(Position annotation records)
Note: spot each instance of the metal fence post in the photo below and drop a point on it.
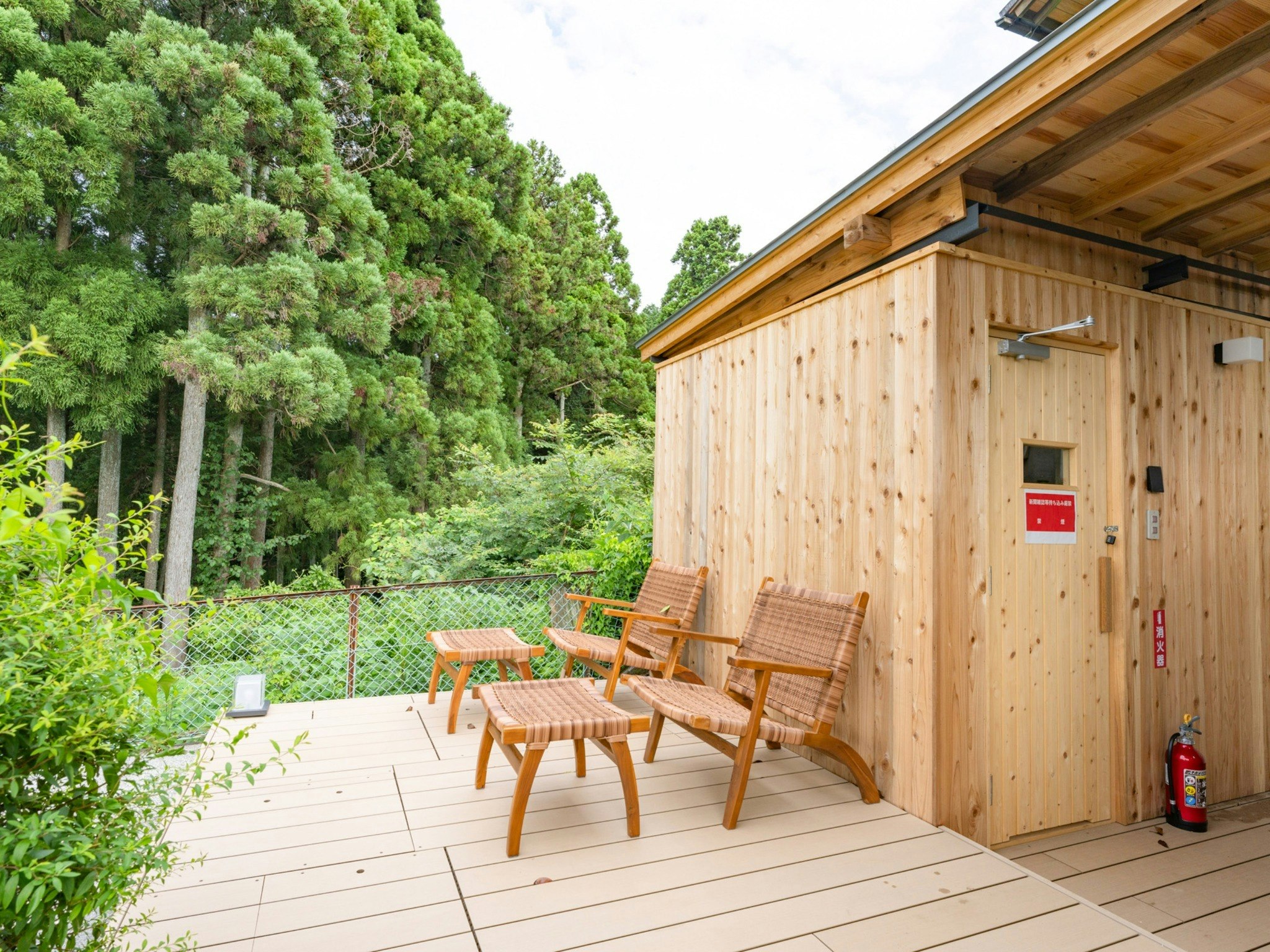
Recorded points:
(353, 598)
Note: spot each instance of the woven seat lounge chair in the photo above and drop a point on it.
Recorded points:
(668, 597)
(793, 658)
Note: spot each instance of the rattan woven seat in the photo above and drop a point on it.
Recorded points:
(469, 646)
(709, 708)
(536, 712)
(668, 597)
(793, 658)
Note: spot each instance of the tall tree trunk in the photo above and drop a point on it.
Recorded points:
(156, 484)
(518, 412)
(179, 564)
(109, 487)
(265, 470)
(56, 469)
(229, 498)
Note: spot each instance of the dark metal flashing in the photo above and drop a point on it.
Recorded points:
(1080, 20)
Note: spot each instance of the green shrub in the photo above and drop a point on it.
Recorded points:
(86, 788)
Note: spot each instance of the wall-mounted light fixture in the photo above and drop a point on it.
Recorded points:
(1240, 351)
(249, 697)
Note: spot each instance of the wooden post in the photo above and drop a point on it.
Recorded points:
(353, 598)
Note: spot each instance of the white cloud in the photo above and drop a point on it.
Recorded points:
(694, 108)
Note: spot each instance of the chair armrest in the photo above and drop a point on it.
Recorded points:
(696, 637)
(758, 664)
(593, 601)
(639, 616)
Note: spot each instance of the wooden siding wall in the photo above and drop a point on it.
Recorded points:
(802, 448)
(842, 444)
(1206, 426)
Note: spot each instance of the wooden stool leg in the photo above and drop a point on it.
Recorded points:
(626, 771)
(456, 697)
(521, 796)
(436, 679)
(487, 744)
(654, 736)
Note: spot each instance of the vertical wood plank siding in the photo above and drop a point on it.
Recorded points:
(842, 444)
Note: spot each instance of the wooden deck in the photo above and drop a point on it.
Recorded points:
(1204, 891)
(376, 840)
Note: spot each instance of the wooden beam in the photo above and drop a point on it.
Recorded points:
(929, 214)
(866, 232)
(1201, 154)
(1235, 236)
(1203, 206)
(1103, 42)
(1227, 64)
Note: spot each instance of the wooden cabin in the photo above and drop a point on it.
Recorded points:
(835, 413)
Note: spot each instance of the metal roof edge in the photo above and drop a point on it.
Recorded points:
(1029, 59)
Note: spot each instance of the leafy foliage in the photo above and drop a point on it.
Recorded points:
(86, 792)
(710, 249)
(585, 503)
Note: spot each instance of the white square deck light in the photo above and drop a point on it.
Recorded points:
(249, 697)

DO THIS -> Rewrite all of the records above with "spot each instance of" replaced by "locate every occurrence of" and everything else left unchanged. Omit the pictures from your version.

THE RESPONSE ->
Note: locate every occurrence of the metal fence post in the photo below and drop a point on it.
Recorded points:
(353, 598)
Note: locate every occurrence of the woven seat lounge chair in the photo above and drop a point on it.
Recorded points:
(668, 597)
(793, 658)
Note: locate every occurrence of the rattan woven seat in the photo above and drop a point on it.
Recorded points:
(469, 646)
(709, 708)
(536, 712)
(668, 597)
(793, 658)
Note: locate every occurrence of the tall tree trunk in the photo above and drop a point on it.
Recorded points:
(156, 484)
(518, 412)
(179, 564)
(109, 487)
(265, 470)
(56, 469)
(229, 498)
Note: locate every occurrence of the dark metal flashing in the photo above and drop a point on it.
Recorded points:
(1080, 20)
Note: locate every occurrence of the green shrub in the photo above and drop a point on it.
Recorded points:
(86, 788)
Note: locate every occurrence of the wall-mounted light fixture in the photo above and drop a point on it.
Recorded points:
(1240, 351)
(249, 697)
Note: locate every occurrence of the wooden post in the photo above and drop a point on it.
Recorded points:
(353, 598)
Note: locate every occurrence of the white cloud in the photo above and drop a point on it.
Recorded points:
(694, 108)
Note: locate every occurrence of the chair armrest in the photo above and drop a point on it.
Recorded points:
(696, 637)
(758, 664)
(593, 601)
(639, 616)
Note: locate every occurrence of the wooden siding wall in the photo above and drop a point on it.
Recorded points:
(802, 448)
(842, 444)
(1206, 426)
Note: locate every occurrence of the wooden stool leg in the photo above and drop a point on it.
Recorded points:
(626, 771)
(456, 697)
(521, 796)
(436, 679)
(487, 744)
(654, 736)
Note: locate every occurrence of the vertical wood plank siding in the photo above and drop a point on it.
Recorded points:
(842, 444)
Note: locate every occurrence of the wooden deck in the photo above and drop a point on it.
Recorded points:
(1204, 891)
(376, 840)
Note: locate every occurrence of the wooden beam in the photo above and drop a point on it.
Recorded points:
(929, 214)
(866, 232)
(1201, 154)
(1235, 236)
(1203, 206)
(1103, 42)
(1227, 64)
Note: locate every occurrence of the wooden cabin in the photo above and drop a point on it.
Recorded points:
(835, 413)
Note: locate every occurrence of the metal roof edge in the photo above and drop a point on it.
Recorded points:
(1029, 59)
Note: locate every occurrence of the leafy foliage in the photo above and drop a point on it.
Recorded points:
(86, 792)
(710, 249)
(585, 503)
Note: locate every occurrence of the white square deck light in the photo above and drop a point on it.
Recorded points:
(249, 697)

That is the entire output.